**Travail à faire:**
1. Répondez à ces questions d'après le texte sur les libertés civiles aux États-Unis :
(a) Qu'a-t-on reproché à l'Iran dans les rapports du département d'état ?
(b) À quelle date la Loi d'Autorisation de la Défense Nationale a-t-elle été signée ?
(c) Quels meurtres le président Obama a-t-il approuvés l'an dernier ?
2. D'après le texte sur les libertés civiles aux États-Unis, pourquoi les constitutions de pays comme Cuba et la Chine ne suffisent-elles pas à garantir les libertés ?
3. Poursuivez le texte sur les libertés civiles aux États-Unis après sa dernière phrase.

━━ Extrait

Tous les ans, le département d’état publie des rapports sur les droits des personnes dans d’autres pays, répertoriant l’adoption de lois et règlements restrictifs partout dans le monde. L’Iran, par exemple, a été critiqué pour son refus de tenir des procès publics équitables et les limites imposées à la vie privée, tandis que la Russie a été épinglée pour ses entorses à l’application de la procédure judiciaire. D’autres pays ont été condamnés pour leur utilisation de preuves secrètes et pour torture.

Alors même que nous passons au crible les pays que nous considérons comme des dictatures, les américains restent cependant certains que toute définition d’un pays libre doit comprendre le leur – le pays de la liberté. Pourtant, les lois et les pratiques du pays devraient ébranler cette certitude. Dans la décennie qui a suivi le 11 septembre 2001, ce pays a drastiquement réduit les libertés civiles au nom d’une sécurité renforcée. La Loi d’Autorisation (du budget) de la Défense Nationale en est l’exemple le plus récent. Signée le 31 décembre, elle autorise la détention de citoyens sans limite de temps. A partir de quel seuil la réduction des droits des personnes dans notre pays change-t-elle notre définition de nous-mêmes ?

Alors que tous les nouveaux pouvoirs sécuritaires nationaux adoptés par Washington étaient sujets à controverse dès leur promulgation, ils étaient souvent discutés indépendamment les uns des autres. Mais ils n’agissent pas indépendamment les uns des autres. Ils forment une mosaïque de pouvoirs pouvant faire apparaître notre pays, au moins en partie, comme autoritaire. Les américains proclament souvent à la face du monde que notre pays est un symbole de liberté, tout en rejetant des nations comme Cuba et la Chine dans la catégorie des dictatures. Nous n’avons objectivement qu’à demi raison. Ces pays manquent réellement des droits individuels de base comme l’accès à une justice indépendante, les excluant de toute définition sensée du mot “libre”, mais les États-Unis ont maintenant beaucoup plus en commun avec de tels régimes que quiconque ne voudrait l’admettre.

Ces pays ont aussi des constitutions qui prétendent garantir les libertés et les droits. Mais leurs gouvernements ont toute latitude pour dénier ces droits et ne laissent que peu de place à une quelconque contestation citoyenne : ce qui est précisément le problème avec les nouvelles lois de ce pays.

La liste des pouvoirs acquis par le gouvernement des États-Unis depuis le 11 septembre nous met dans une inquiétante compagnie.

Assassinat de citoyens américains

Le président Obama a revendiqué, comme le président George W. Bush avant lui, le droit d’ordonner l’assassinat de n’importe quel citoyen considéré comme terroriste ou instigateur du terrorisme. L’an dernier, il a ainsi approuvé le meurtre du citoyen américain Anwar al-Awlaqi et d’un autre citoyen américain. Le mois dernier, des représentants officiels du gouvernement ont confirmé ce pouvoir, déclarant que le président peut donner l’ordre d’assassiner tout citoyen qu’il considère être allié à des terroristes. (Des pays comme le Nigeria, l’Iran et la Syrie ont été régulièrement critiqués pour les exécutions d’ennemis de l’état en dehors de toute procédure judiciaire.)

━━━━
━━ Entrées enregistrées

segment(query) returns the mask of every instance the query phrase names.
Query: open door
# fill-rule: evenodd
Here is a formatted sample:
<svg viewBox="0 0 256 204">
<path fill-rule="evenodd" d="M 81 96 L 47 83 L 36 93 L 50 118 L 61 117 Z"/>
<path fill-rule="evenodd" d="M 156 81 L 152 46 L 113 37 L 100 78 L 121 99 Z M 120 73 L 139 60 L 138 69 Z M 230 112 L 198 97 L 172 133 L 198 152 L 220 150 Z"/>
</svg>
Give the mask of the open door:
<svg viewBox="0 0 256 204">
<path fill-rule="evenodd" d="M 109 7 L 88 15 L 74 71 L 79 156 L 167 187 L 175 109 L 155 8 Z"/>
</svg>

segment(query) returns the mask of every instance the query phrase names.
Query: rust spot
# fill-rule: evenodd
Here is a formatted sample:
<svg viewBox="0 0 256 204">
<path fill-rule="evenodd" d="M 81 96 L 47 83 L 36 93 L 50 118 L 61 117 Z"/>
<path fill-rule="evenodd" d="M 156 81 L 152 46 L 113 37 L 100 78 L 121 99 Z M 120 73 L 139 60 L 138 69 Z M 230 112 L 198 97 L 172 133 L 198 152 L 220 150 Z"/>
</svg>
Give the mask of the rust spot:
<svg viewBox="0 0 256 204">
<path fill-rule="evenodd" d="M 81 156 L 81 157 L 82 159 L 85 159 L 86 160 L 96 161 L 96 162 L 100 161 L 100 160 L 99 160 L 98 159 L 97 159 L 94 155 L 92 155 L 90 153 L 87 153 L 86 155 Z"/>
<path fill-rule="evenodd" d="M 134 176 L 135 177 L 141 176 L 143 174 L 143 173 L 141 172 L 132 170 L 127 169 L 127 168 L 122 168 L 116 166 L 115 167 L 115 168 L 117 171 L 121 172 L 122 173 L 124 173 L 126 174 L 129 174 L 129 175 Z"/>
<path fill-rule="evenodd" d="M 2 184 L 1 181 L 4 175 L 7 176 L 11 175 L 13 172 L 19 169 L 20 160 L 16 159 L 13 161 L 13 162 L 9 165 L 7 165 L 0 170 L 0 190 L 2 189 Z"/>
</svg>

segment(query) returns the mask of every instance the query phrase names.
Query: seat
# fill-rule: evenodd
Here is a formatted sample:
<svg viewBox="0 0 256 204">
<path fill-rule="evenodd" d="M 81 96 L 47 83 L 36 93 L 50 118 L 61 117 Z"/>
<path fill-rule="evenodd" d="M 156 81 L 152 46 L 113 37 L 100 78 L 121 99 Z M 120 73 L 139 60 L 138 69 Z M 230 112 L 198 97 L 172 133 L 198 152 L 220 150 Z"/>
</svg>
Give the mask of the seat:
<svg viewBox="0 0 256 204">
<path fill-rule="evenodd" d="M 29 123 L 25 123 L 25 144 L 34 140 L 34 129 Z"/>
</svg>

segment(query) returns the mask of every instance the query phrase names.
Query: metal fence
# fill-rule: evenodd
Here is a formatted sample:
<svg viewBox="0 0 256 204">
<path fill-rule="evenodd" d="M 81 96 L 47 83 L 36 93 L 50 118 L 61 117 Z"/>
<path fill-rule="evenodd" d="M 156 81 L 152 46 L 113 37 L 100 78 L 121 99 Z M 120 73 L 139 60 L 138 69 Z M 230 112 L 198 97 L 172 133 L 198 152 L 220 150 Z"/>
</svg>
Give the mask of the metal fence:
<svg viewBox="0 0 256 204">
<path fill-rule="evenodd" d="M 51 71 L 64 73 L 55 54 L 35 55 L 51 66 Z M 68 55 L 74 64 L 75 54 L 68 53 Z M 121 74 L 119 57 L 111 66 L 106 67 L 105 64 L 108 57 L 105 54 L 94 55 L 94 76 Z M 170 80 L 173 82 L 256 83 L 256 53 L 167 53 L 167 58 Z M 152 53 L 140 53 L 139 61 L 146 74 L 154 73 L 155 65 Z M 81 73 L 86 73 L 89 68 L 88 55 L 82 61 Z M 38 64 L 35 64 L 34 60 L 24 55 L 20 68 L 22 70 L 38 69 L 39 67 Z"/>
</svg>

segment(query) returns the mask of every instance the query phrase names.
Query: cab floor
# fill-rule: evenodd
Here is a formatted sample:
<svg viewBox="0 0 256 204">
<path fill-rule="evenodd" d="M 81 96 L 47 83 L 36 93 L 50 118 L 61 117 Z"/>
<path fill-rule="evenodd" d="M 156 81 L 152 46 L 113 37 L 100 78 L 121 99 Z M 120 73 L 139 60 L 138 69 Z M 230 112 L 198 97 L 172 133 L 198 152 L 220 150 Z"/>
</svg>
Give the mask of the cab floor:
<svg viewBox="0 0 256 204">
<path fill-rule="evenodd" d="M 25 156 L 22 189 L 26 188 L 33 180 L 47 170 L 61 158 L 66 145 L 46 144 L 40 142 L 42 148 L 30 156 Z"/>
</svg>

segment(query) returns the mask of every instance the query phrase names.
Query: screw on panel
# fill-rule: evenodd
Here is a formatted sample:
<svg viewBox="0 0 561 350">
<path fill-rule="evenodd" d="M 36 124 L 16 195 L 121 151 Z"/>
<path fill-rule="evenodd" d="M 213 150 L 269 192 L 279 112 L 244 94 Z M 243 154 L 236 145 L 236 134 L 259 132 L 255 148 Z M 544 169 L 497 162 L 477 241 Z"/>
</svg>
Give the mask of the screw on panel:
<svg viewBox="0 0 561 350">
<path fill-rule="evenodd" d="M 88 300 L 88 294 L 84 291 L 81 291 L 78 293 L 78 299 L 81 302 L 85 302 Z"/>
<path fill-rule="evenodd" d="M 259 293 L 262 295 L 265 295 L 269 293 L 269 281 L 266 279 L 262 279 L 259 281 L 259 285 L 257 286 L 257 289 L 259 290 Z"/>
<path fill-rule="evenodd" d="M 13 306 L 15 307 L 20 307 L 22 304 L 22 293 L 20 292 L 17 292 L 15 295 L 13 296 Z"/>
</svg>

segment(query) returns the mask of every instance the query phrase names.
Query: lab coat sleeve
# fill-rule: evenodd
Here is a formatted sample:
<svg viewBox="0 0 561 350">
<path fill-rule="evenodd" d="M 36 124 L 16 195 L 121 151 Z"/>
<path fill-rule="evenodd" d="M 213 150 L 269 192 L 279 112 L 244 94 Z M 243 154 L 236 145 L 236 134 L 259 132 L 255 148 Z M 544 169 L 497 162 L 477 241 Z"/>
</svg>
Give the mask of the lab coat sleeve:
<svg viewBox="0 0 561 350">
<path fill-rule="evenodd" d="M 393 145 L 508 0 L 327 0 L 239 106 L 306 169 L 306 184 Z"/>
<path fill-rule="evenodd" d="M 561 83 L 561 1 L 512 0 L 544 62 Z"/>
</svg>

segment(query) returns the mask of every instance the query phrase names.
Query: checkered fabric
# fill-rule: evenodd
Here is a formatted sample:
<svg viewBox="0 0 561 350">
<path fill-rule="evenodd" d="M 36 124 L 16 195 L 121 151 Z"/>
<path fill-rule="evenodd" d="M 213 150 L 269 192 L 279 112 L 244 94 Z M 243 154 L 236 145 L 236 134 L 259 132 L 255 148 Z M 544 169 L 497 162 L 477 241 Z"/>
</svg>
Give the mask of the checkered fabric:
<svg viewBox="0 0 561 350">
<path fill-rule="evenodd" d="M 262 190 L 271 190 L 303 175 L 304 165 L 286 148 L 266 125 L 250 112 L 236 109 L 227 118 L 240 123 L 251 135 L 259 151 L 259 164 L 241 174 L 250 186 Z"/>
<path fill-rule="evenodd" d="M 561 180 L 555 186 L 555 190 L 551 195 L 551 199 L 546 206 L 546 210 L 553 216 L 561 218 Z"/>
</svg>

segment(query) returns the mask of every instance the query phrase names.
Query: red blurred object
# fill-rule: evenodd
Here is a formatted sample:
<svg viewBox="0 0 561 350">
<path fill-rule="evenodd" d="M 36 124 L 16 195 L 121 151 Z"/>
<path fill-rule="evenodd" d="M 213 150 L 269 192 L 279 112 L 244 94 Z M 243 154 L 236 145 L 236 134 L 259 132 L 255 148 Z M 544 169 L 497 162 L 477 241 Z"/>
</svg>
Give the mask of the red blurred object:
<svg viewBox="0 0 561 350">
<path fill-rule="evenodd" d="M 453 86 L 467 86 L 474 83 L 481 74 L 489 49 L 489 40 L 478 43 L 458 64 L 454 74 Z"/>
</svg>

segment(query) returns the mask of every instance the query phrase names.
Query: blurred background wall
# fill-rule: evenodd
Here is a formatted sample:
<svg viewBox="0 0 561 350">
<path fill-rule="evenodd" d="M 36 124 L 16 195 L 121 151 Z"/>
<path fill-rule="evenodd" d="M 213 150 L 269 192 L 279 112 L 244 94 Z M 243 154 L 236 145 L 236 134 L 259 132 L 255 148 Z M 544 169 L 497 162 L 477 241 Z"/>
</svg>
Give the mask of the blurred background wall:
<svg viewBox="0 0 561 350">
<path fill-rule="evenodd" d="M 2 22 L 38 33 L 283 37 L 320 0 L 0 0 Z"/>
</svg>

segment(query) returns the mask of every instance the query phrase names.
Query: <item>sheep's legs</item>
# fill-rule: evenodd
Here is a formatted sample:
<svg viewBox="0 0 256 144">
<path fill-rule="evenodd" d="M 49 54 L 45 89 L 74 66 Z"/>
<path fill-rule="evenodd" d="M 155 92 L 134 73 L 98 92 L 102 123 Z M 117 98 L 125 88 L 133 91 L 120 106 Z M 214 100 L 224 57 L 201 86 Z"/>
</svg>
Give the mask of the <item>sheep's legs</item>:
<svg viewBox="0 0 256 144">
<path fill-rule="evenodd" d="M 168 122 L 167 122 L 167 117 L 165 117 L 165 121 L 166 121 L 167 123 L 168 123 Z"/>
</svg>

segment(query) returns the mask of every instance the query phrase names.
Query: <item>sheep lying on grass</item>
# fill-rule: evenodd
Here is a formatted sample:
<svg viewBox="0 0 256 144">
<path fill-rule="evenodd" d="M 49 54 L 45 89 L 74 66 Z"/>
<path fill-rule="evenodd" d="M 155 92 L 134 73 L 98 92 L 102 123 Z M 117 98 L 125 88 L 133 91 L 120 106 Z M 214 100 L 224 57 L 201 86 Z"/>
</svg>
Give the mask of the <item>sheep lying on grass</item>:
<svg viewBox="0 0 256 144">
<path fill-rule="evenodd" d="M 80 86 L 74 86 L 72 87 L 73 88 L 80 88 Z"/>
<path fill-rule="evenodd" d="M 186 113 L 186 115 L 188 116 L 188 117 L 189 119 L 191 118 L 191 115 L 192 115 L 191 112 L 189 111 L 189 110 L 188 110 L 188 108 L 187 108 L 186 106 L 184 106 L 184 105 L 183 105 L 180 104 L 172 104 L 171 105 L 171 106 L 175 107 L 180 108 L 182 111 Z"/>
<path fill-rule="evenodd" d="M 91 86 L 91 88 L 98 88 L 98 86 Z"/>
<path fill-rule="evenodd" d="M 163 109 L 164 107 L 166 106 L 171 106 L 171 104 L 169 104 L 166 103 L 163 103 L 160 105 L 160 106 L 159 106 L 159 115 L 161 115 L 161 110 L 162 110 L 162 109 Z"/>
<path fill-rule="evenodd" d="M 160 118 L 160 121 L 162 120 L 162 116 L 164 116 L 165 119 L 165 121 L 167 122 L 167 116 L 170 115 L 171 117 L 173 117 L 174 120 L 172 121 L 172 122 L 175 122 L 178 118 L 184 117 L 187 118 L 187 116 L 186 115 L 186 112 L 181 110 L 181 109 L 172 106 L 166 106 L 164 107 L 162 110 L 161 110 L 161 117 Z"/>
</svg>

━━━━
━━ Entrées enregistrées

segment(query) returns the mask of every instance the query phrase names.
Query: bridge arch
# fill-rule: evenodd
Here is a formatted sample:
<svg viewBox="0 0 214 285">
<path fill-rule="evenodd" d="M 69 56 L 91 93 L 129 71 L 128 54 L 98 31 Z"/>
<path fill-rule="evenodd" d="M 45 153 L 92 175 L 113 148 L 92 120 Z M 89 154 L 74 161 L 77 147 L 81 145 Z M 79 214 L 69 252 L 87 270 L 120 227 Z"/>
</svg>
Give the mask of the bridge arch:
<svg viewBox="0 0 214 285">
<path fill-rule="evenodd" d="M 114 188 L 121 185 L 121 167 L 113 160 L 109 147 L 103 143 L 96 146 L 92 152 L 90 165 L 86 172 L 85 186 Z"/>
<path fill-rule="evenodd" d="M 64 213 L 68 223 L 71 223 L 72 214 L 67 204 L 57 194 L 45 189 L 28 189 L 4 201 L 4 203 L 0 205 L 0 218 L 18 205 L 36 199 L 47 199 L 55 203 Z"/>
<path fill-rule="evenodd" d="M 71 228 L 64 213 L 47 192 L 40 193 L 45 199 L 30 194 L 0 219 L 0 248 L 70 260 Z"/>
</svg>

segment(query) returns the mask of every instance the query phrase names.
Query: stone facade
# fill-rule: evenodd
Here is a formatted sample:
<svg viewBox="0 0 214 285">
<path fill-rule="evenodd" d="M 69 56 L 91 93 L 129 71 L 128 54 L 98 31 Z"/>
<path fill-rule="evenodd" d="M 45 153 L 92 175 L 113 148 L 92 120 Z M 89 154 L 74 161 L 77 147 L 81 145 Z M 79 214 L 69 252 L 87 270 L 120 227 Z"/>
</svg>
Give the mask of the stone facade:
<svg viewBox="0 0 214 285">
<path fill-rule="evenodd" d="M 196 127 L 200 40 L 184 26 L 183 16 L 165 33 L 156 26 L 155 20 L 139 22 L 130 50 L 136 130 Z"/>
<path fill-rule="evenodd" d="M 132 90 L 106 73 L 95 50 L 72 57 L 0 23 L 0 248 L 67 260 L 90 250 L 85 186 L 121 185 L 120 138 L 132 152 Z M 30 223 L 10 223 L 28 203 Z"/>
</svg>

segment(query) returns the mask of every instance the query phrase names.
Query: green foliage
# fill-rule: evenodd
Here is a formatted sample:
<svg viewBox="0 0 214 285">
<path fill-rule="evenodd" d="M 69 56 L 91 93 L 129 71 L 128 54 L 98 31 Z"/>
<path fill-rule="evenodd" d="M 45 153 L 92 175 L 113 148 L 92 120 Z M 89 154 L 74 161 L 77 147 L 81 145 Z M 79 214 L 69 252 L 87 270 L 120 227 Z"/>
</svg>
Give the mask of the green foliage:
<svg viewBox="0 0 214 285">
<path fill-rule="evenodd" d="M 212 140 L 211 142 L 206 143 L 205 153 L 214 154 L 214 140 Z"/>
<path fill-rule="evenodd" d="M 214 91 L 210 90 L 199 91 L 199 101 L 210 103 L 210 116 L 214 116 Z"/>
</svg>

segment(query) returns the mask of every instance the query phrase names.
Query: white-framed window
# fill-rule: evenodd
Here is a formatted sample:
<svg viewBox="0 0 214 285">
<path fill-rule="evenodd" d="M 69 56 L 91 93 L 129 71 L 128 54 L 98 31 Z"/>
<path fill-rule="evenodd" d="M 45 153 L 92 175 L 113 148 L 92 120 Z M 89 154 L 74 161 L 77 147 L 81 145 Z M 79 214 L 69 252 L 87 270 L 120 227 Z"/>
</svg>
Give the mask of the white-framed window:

━━━━
━━ Entrées enregistrées

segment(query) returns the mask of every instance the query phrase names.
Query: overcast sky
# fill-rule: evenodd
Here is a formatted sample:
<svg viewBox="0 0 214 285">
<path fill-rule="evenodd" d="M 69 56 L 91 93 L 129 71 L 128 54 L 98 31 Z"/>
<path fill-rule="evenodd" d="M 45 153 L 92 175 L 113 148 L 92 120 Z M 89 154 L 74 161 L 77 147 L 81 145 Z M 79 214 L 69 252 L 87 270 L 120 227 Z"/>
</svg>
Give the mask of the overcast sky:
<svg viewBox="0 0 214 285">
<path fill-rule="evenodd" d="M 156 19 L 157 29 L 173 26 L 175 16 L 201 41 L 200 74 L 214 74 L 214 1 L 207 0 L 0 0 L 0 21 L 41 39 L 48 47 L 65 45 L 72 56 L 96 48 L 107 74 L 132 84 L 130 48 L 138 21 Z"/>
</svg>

━━━━

**Réponses:**
1.
(a) Son refus de tenir des procès publics équitables et les limites imposées à la vie privée.
(b) Le 31 décembre.
(c) Celui du citoyen américain Anwar al-Awlaqi et celui d'un autre citoyen américain.

2. Leurs gouvernements ont toute latitude pour dénier les droits que ces constitutions prétendent garantir. Ils ne laissent en outre que peu de place à une contestation citoyenne. Le texte voit précisément là le problème des nouvelles lois américaines.

3.
Détention arbitraire sans limite de temps

Selon la loi validée le mois dernier, les personnes soupçonnées de terrorisme doivent être détenues par les militaires ; le président a aussi le pouvoir de faire mettre en détention sans limite de temps les citoyens accusés de terrorisme. Alors que le gouvernement affirme que cette disposition ne fait que codifier la loi existante, des experts contestent largement ce point de vue, et l’administration s’est opposée aux tentatives de remise en cause d’un tel pouvoir devant les tribunaux fédéraux. Le gouvernement continue de revendiquer le droit de dépouiller les citoyens de leurs protections légales à sa seule discrétion. (La Chine a récemment codifié une loi plus limitée sur la détention de ses citoyens, pendant que des pays comme le Cambodge ont été stigmatisés par les États-Unis pour les “détentions prolongées” qui s’y pratiquent).

Justice arbitraire

C’est au président désormais de décider si une personne devra être jugée par la Cour fédérale ou par un tribunal militaire, un système dont le manque de protection procédurière nécessaire est raillé sur toute la planète. C’est Bush qui s’est attribué cette autorité en 2001 et Obama a perpétué cette pratique. (L’Egypte et la Chine ont été décriées pour avoir appliqué à certains prévenus, civils compris, une justice militaire séparée.)

Recherches non mandatées

Le Président peut maintenant ordonner une surveillance sans avoir besoin de mandat, ce qui comprend la possibilité nouvelle de forcer les entreprises et les organisations à fournir des informations sur les finances, les communications et les associations des citoyens. Bush a acquis ce pouvoir généralisé à la faveur du Patriot Act de 2001 et Obama a étendu ce pouvoir en 2011, en y incluant les recherches d’absolument tout, depuis les documents commerciaux jusqu’aux historiques des bibliothèques. Le gouvernement peut utiliser des “lettres de sécurité nationale” pour exiger, même sans présomption légitime, que des sociétés fournissent des informations sur des citoyens – en les obligeant à ne pas dévoiler cette procédure à la partie affectée. (L’Arabie Saoudite et le Pakistan possèdent des lois qui permettent à leur gouvernement d’opérer une surveillance discrétionnaire étendue.)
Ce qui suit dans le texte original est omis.